- [SUPPLIED TEXT]
Content starts
If I want a Dan Rather news reader application that parses text and says it to me (and obviously, Dan Rather is okay with it), I see no issue with that. I don't want to be distracted by the artificial tone and attempting to parse it on my end.
So, on one hand, I see people hyping half-baked AI through the roof, cherry-picking good examples, refusing to study and discuss its limitations and even outright dismissing the idea that AI failures are, in fact, failures, rather than some kind of "different way of thinking".
On the other hand, I see the same crowd engaging in ridiculous alarmism that's not grounded in reality. They place technologies in far-fetched scenarios, completely ignoring that the same scenarios can already be enacted without AI. The usual conclusion is always that technologies needs to be kept out of the hands of the public.
Someone is drinking too much of their own Kool-Aid. But regardless of how much they believe in what they're posting, this behavior is disgusting and unethical.
---
>Here are some examples of what might happen if the technology got into the wrong hands
Since when do we start a discussion with the assumption that a piece of software will be restricted in distribution? Software tends to get in the hands of everyone who wants it.
>Spam callers impersonating your mother or spouse to obtain personal information
News flash: this is already happening without AI. All you need is a bad phone connection and someone who sounds vaguely like the person being impersonated.
Moreover, it's already trivial to change the pitch of your voice in real time. With some simple audio engineering, you can alter timbre as well (e.g. filtering, equalization). If that's such a big deal, why is no one using this already? It's way, way, way easier than collecting lots of voice samples and training a model.
Content ends
- [EXTRACTED MATERIAL]
Content starts
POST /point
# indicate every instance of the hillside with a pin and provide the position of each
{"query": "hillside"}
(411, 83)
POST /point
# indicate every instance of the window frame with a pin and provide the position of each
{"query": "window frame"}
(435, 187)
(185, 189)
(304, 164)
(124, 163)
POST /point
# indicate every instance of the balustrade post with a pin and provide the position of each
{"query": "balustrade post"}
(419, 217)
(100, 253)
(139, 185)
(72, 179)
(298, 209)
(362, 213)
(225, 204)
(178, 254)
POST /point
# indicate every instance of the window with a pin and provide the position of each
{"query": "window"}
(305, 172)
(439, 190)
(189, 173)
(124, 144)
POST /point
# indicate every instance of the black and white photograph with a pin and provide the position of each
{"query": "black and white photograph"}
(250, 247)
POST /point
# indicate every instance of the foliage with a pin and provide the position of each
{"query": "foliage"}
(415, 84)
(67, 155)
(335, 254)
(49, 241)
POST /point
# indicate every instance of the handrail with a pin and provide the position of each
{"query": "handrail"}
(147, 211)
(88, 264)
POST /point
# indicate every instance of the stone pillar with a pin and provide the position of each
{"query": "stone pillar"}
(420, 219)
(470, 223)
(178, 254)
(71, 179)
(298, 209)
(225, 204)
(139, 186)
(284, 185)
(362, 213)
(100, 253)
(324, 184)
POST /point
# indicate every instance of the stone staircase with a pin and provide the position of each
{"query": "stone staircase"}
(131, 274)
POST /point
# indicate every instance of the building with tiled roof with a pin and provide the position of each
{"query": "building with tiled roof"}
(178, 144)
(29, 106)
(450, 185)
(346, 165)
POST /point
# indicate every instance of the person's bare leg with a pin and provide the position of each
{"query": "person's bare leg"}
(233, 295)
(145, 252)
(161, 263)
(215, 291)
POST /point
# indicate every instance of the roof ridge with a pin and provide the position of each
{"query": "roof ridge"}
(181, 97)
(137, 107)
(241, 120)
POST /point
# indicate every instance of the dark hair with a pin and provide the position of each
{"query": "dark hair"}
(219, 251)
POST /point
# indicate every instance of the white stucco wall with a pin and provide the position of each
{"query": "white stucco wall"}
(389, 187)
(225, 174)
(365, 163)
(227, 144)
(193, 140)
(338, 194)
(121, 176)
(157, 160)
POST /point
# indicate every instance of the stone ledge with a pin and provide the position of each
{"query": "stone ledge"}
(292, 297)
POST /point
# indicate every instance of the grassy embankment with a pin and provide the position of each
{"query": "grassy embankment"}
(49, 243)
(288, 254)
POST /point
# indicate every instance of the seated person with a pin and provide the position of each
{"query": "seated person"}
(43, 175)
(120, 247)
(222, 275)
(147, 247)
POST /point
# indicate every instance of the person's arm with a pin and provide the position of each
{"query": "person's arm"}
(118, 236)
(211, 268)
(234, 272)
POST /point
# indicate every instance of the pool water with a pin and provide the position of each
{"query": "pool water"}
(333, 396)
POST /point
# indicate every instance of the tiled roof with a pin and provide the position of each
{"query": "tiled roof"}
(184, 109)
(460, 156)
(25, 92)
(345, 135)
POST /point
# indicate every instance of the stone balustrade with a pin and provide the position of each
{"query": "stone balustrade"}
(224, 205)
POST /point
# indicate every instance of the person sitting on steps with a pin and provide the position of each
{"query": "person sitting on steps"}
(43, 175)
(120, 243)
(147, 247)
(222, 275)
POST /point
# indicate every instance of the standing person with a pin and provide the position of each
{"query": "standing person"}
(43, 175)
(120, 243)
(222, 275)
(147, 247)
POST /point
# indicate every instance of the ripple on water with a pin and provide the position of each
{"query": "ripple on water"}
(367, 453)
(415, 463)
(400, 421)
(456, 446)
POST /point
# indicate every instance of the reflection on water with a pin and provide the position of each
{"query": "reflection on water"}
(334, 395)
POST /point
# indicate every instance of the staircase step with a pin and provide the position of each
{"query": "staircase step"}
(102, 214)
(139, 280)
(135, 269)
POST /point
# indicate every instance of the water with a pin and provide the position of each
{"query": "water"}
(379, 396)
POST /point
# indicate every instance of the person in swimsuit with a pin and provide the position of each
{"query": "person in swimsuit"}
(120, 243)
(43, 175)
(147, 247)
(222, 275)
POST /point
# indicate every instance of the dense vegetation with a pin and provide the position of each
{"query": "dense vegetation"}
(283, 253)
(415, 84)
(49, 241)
Content ends
Content starts
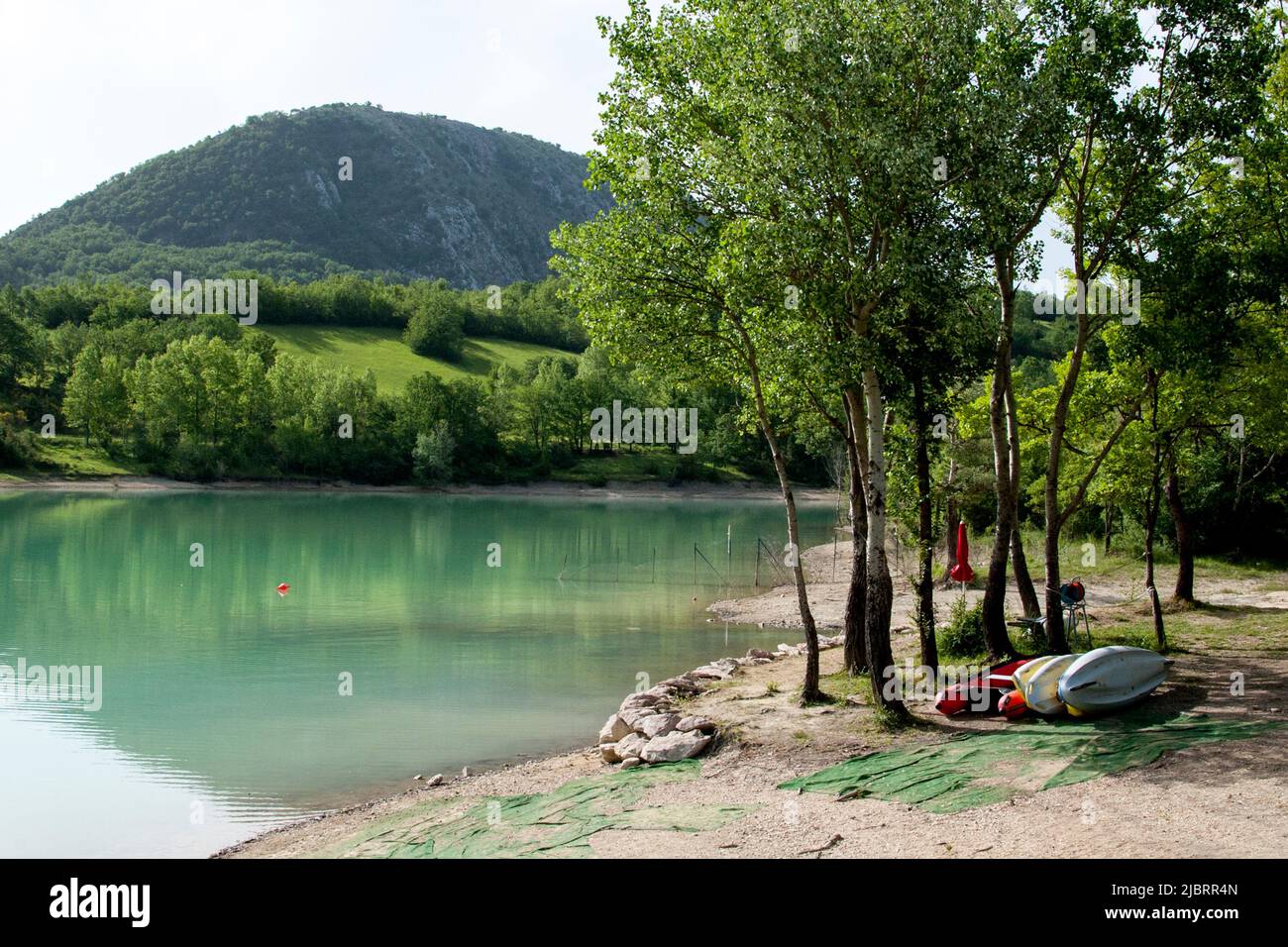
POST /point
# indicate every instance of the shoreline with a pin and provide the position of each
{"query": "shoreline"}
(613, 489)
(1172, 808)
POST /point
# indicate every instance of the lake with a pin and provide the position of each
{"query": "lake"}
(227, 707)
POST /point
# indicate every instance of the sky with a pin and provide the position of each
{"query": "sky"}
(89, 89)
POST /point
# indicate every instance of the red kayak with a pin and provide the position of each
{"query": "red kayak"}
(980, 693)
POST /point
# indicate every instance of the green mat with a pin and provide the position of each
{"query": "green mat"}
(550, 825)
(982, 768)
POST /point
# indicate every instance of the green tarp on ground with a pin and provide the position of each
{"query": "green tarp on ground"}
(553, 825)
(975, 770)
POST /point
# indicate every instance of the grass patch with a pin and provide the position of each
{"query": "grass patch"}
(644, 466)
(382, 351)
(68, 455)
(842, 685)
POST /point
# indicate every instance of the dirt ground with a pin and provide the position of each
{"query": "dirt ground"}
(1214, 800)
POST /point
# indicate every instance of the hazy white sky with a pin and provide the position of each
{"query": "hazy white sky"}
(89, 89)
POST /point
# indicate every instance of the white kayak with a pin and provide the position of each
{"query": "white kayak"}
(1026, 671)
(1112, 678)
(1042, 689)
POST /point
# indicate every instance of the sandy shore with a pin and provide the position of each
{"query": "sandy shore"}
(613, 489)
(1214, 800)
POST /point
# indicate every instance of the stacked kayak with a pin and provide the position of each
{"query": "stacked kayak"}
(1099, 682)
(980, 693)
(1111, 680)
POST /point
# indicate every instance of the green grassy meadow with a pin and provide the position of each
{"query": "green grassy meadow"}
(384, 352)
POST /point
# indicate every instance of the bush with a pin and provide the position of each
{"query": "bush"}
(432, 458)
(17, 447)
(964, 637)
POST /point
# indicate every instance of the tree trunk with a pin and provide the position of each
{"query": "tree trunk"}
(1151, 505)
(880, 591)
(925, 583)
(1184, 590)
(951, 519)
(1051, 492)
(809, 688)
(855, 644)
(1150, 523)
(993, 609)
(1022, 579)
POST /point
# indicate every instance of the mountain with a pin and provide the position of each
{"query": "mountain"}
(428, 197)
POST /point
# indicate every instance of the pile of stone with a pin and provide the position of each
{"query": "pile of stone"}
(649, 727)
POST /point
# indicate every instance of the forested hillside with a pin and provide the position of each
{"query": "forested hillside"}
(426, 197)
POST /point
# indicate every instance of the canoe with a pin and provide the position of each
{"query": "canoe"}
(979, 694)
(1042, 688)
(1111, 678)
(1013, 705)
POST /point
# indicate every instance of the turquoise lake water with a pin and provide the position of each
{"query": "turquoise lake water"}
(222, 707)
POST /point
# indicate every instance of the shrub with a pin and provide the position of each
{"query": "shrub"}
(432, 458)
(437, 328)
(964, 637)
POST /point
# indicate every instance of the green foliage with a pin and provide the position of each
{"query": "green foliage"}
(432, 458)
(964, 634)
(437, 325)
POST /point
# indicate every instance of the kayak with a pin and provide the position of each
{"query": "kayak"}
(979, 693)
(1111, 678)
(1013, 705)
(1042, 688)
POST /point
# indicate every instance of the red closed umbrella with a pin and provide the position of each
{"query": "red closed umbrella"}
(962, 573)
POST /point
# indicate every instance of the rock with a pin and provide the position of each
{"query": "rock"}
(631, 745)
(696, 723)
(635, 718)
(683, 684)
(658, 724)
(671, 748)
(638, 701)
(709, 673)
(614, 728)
Content ends
- [ACTIVITY LIST]
[1] Reproduce the comment on AI hype between "On the other" and "disgusting and unethical.", inclusive.
[2] In the comment on AI hype, which two techniques are given as examples for altering the timbre of a voice?
[3] Write the next part of the comment on AI hype, beginning after its last sentence.
The data are separate from the comment on AI hype.

- [TASK ANSWERS]
[1]
On the other hand, I see the same crowd engaging in ridiculous alarmism that's not grounded in reality. They place technologies in far-fetched scenarios, completely ignoring that the same scenarios can already be enacted without AI. The usual conclusion is always that technologies needs to be kept out of the hands of the public.
Someone is drinking too much of their own Kool-Aid. But regardless of how much they believe in what they're posting, this behavior is disgusting and unethical.

[2] Filtering and equalization.

[3]
>Impersonating someone for the purposes of bullying or harassment
Why would someone need to impersonate someone else for bullying or harassment? Bullying or harassment seems to work pretty well as is.
>Gaining entrance to high security clearance areas by impersonating a government official
If someone can get access to a place simply by using voice coming from computer speakers, it's clearly not a "high security clearance area".
>An ‘audio deepfake’ of a politician being used to manipulate election results or cause a social uprising
Media organizations already do this every day, in plain sight, via selective editing.
i look forward to see this applied to audio books. this will bring their price down drastically. even to zero. i may just buy the text version, and have a program to generate voice as it reads the book.
there are tools that do that now, but i find that i can't listen to the current quality of computer generated voices for more than a few minutes.
with an almost human like voice i don't think i'll care if there is the occasional glitch that makes me realize that it is a generated voice as long as it sounds fine otherwise.
Sounds good in terms of lack of pauses between words and his general voice, but you can tell something is off due to the cadence and at times it seems like words trail off into breathlessness.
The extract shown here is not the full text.